*** Opening of DATASET CONTENT ***

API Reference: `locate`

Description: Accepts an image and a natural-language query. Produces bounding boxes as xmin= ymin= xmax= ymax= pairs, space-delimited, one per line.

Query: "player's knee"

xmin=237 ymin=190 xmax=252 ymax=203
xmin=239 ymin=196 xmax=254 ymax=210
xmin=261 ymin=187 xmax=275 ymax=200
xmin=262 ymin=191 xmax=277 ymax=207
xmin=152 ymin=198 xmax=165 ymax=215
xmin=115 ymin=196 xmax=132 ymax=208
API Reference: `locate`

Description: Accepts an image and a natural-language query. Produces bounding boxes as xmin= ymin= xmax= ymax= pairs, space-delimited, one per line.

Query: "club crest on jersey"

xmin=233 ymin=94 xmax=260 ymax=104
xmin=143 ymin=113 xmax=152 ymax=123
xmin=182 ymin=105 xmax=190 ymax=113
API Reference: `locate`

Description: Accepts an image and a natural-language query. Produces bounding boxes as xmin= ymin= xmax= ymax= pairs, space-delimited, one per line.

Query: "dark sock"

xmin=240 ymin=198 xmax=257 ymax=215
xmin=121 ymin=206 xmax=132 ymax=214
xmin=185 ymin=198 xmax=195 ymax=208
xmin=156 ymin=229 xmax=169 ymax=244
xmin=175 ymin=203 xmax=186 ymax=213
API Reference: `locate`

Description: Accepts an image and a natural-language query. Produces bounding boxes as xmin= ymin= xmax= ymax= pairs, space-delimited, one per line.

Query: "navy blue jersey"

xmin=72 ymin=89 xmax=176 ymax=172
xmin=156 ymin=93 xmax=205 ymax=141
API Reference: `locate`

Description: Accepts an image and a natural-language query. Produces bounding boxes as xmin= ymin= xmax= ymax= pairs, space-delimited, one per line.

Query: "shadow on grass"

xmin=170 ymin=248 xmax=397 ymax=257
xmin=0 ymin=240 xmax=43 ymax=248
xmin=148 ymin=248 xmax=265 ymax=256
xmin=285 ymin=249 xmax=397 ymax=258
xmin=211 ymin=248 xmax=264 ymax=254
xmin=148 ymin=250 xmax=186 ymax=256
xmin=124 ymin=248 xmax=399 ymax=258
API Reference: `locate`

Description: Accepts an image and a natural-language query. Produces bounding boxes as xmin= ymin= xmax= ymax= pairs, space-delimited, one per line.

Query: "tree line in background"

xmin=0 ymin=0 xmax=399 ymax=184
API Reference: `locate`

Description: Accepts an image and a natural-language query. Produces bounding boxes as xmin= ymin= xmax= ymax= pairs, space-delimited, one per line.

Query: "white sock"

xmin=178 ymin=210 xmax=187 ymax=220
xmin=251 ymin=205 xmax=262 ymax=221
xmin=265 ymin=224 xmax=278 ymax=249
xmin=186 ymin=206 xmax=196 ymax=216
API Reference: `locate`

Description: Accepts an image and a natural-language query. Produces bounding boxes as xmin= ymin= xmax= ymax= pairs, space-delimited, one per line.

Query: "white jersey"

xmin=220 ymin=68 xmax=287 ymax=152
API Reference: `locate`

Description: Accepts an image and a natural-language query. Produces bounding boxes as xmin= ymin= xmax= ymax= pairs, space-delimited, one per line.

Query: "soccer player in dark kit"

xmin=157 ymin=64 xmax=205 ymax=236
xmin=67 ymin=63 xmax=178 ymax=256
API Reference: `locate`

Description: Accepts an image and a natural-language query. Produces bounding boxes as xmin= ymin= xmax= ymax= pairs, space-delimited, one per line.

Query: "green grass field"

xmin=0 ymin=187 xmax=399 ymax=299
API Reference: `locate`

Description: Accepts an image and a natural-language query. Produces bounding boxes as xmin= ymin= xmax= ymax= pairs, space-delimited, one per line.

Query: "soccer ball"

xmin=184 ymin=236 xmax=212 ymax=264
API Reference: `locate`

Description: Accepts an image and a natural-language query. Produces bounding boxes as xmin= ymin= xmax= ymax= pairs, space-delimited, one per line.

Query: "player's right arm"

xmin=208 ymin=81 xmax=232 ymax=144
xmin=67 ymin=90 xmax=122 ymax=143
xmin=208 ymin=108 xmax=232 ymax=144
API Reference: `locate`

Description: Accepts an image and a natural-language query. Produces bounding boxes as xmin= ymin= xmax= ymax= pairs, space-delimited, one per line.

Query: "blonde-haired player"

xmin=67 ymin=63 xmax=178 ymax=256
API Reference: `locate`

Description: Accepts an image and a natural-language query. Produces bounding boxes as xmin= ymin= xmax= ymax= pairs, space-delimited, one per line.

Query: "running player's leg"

*** Close of DATASET CONTENT ***

WHAT IS REQUIRED ▸ Nothing in the data above should change. Please copy it all.

ANSWER TO THIS PROBLEM ▸
API Reference: `locate`

Description: Accepts an image and a natural-language query. Produces bounding boxes as xmin= ymin= xmax= ymax= pairs, space-delimited, one per line.

Query: "player's knee"

xmin=237 ymin=190 xmax=252 ymax=203
xmin=239 ymin=196 xmax=254 ymax=210
xmin=261 ymin=187 xmax=275 ymax=200
xmin=262 ymin=191 xmax=277 ymax=207
xmin=152 ymin=198 xmax=165 ymax=215
xmin=115 ymin=196 xmax=132 ymax=208
API Reference: `locate`

Description: Accepts an image and a natural-language query. Produces bounding boxes as xmin= ymin= xmax= ymax= pairs, space-delimited, one per line.

Query: "club crest on jersey"

xmin=233 ymin=94 xmax=260 ymax=104
xmin=143 ymin=113 xmax=152 ymax=123
xmin=182 ymin=105 xmax=190 ymax=113
API Reference: `locate`

Description: Accepts an image and a natural-language query. Produces bounding boxes as xmin= ymin= xmax= ymax= pairs, space-delimited, one per line.

Query: "dark sock"

xmin=240 ymin=198 xmax=257 ymax=215
xmin=121 ymin=206 xmax=132 ymax=214
xmin=185 ymin=198 xmax=195 ymax=208
xmin=156 ymin=229 xmax=169 ymax=244
xmin=175 ymin=203 xmax=186 ymax=213
API Reference: `locate`

Description: Accepts an image and a natural-language query. Produces bounding boxes as xmin= ymin= xmax= ymax= pairs, space-delimited, one per line.

Query: "navy blue jersey"

xmin=72 ymin=89 xmax=176 ymax=172
xmin=156 ymin=93 xmax=205 ymax=141
API Reference: `locate`

Description: Accepts an image and a natural-language query. Produces bounding boxes as xmin= ymin= xmax= ymax= pairs, space-delimited, one per line.

Query: "shadow on grass"

xmin=170 ymin=248 xmax=397 ymax=257
xmin=0 ymin=240 xmax=43 ymax=248
xmin=148 ymin=248 xmax=265 ymax=256
xmin=285 ymin=249 xmax=397 ymax=258
xmin=211 ymin=248 xmax=264 ymax=254
xmin=148 ymin=250 xmax=186 ymax=256
xmin=124 ymin=248 xmax=399 ymax=258
API Reference: `locate`

Description: Accepts an image and a natural-language query. Produces bounding boxes as xmin= ymin= xmax= ymax= pairs, space-delimited, one per line.

Query: "tree line in background"

xmin=0 ymin=0 xmax=399 ymax=184
API Reference: `locate`

Description: Accepts an image and a natural-language query. Produces bounding boxes as xmin= ymin= xmax= ymax= pairs, space-delimited, one per line.

Query: "white sock"

xmin=178 ymin=210 xmax=187 ymax=220
xmin=251 ymin=205 xmax=262 ymax=221
xmin=265 ymin=224 xmax=278 ymax=249
xmin=186 ymin=206 xmax=196 ymax=216
API Reference: `locate`

Description: Accepts an image and a natural-language query. Produces bounding boxes as xmin= ymin= xmax= ymax= pairs, space-delimited, one per line.

Query: "white jersey"

xmin=220 ymin=68 xmax=287 ymax=152
API Reference: `locate`

Description: Accepts an image and a natural-language query. Produces bounding boxes as xmin= ymin= xmax= ymax= pairs, space-delimited, one per line.

Query: "soccer player in dark kit"

xmin=157 ymin=64 xmax=205 ymax=236
xmin=67 ymin=63 xmax=178 ymax=256
API Reference: `locate`

Description: Accepts an image and a natural-language query. Produces bounding boxes as xmin= ymin= xmax= ymax= pairs, space-delimited, one per line.

Query: "green grass field"

xmin=0 ymin=187 xmax=399 ymax=299
API Reference: `locate`

Description: Accepts an image and a natural-language query. Produces bounding boxes as xmin= ymin= xmax= ymax= pairs, space-delimited, one per line.

Query: "soccer ball"

xmin=184 ymin=236 xmax=212 ymax=264
API Reference: `locate`

Description: Accepts an image and a natural-language query. Produces bounding boxes as xmin= ymin= xmax= ymax= pairs, space-delimited, one per line.

Query: "player's right arm"

xmin=208 ymin=81 xmax=232 ymax=144
xmin=67 ymin=90 xmax=122 ymax=143
xmin=208 ymin=108 xmax=232 ymax=144
API Reference: `locate`

Description: Accepts an image and a natural-language query. Produces bounding boxes as xmin= ymin= xmax= ymax= pairs, space-delimited, one per line.

Query: "blonde-haired player"

xmin=67 ymin=63 xmax=178 ymax=256
API Reference: `locate`

Description: Accepts an image and a natural-language query. Produces bounding boxes as xmin= ymin= xmax= ymax= pairs, space-delimited, one per line.

Query: "running player's leg"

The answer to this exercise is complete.